The material beneath this line should be printed exactly, with its pictures omitted.
<<<<
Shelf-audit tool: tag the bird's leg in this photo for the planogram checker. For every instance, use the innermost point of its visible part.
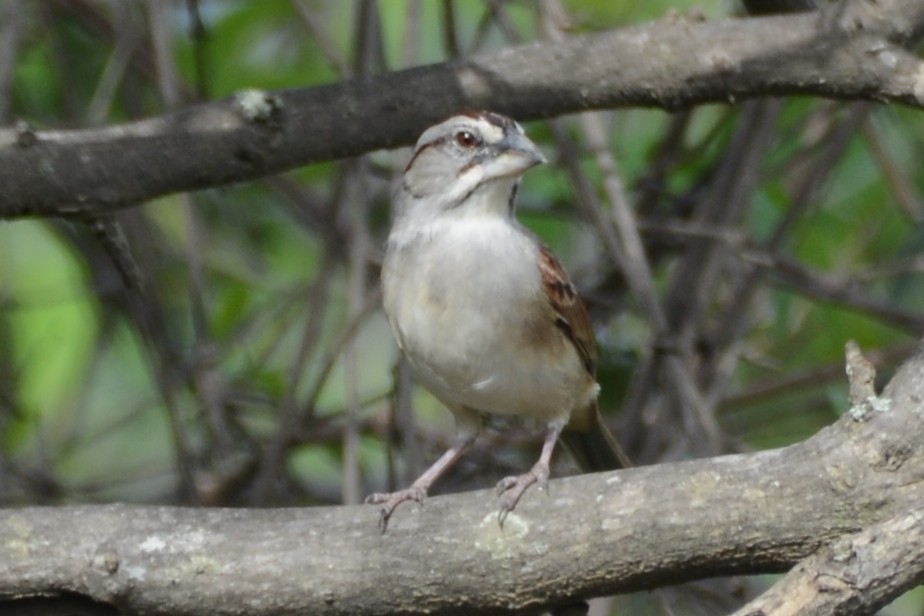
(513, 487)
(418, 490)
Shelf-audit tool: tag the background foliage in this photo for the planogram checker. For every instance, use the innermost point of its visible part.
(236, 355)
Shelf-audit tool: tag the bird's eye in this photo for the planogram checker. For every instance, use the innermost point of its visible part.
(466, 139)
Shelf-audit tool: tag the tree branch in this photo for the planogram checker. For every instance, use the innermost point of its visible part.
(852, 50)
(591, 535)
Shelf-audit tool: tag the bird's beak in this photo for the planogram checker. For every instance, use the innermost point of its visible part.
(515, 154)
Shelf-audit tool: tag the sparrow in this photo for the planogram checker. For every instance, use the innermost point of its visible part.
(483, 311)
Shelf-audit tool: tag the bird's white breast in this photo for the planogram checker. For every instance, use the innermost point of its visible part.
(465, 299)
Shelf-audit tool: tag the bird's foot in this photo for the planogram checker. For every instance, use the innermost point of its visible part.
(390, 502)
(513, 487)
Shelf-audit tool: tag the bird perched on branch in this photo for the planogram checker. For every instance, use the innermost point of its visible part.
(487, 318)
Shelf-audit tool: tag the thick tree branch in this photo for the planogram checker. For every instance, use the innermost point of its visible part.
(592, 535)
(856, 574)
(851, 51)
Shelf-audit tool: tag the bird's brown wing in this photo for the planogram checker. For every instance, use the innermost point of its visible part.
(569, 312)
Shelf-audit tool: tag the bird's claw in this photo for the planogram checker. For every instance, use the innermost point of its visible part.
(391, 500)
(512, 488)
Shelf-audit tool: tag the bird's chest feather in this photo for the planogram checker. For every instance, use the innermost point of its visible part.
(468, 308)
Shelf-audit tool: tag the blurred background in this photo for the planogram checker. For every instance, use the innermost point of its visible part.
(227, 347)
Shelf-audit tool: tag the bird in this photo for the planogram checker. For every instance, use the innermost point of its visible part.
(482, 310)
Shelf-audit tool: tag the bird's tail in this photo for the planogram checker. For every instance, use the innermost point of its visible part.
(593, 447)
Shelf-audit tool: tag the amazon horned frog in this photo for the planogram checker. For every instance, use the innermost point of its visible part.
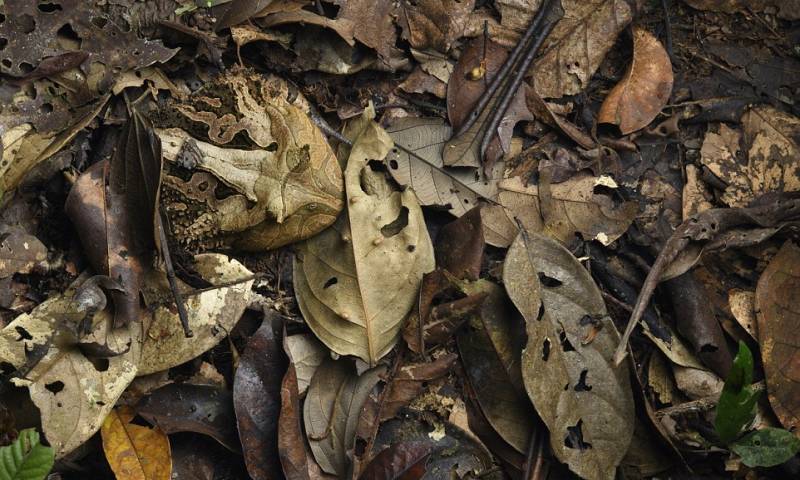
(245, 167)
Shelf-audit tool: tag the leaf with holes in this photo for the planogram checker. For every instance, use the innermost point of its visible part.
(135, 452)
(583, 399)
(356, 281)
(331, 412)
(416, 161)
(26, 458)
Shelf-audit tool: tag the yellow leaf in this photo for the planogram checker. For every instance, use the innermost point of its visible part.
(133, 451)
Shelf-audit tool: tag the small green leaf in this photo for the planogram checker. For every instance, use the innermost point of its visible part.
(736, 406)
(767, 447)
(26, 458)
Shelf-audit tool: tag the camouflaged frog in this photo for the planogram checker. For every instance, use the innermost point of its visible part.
>>>>
**RESULT FOR THIS TASK**
Shelf-audit tool: tag the bird's leg in this photo for the planogram checker. For every instance, use the innermost point of its visible part.
(513, 487)
(418, 490)
Shelf-audit tool: tag the background foliage in this photo for the planogram checker. For every instance, use the innermost point of its visible part.
(236, 355)
Shelf-audit tool: tag the bird's eye in this photo for the planogram checker. For every instance, use the innermost point of its visible part.
(466, 139)
Shelf-audit tool: tag the tree branch in this photo for the planogram checker. For every instance, use the innermost point of its visible part.
(852, 50)
(591, 535)
Shelf-audit tool: tag the bird's beak in this photo for the planogram checker. For every instance, use the innermost point of its visible part.
(515, 154)
Shelf-audit tool: tag the sparrow in this photo for the planogram checker. For every instance, use the innermost point of its visible part.
(483, 311)
Shelf-audit tool: tag the bird's white breast in this photo for the planogram checker. For every instance, use the innermost point of its visible part.
(465, 299)
Shelf-audit tool: tag the bird's foot in this photo for the planogram checker. For every instance, use the innermost point of its visible part.
(390, 502)
(513, 487)
Shelf-audit tool: tag the bird perched on branch in this photo for the planogram checker. For every instance, use the innermost point of its visible part.
(487, 318)
Shelf-audit tool: tag the thick tree branch in this photo for the planogram checker. For every instance, use the innermost point of its visible part.
(592, 535)
(856, 574)
(851, 51)
Shelf-audit tool: tag the bird's brown wing in this photo for the planogram checker. For every instance, use the innermost point of its visible part.
(569, 312)
Shelf-audit tool: tag the bird's claw in this photo for the planogram checker. For every instance, use the innermost point of its visible part.
(391, 500)
(512, 488)
Shelf-audit tool: tag the bird's chest feather in this photo for the planogram checker. For every instance, use the innermost point of its visible part.
(468, 308)
Shelf-audit tool: tag the blurred background in this photo for the planogram checker. For every instance, use the innermost point of its visible part.
(227, 347)
Shelf-audit tool: tag the bird in this photo for the planogram checker. For every instance, use the innermost point of its visible part.
(482, 310)
Shelf-audit tool: tag the bird's tail in this photo for the planogram checker. For every instance, use the innermost point of its visible part.
(593, 447)
Shelf-audit tool: tag the amazon horned frog in this photo for the planogram checker. For every instance, use the innermost point of its visible part.
(245, 167)
Shelf-audit tool: tag the leaf with holes in this photo for the planogram checker. For every instance, use the innermost point of its visible part.
(135, 452)
(583, 399)
(356, 281)
(331, 412)
(416, 161)
(26, 458)
Shelf-audit tool: tag the yellow leaf in this photo for the planogram checker. For every instance, use the innermost point of its visible part.
(133, 451)
Shelf-audit tool: tag the small green leaf in this photo for the planogram checker. For every instance, use the innermost point of its visible part.
(736, 406)
(767, 447)
(26, 458)
Shelf-audit tool: tag the camouflaged frog in this photo for the planogram checker. For every instance, use the innermost point of its visible part.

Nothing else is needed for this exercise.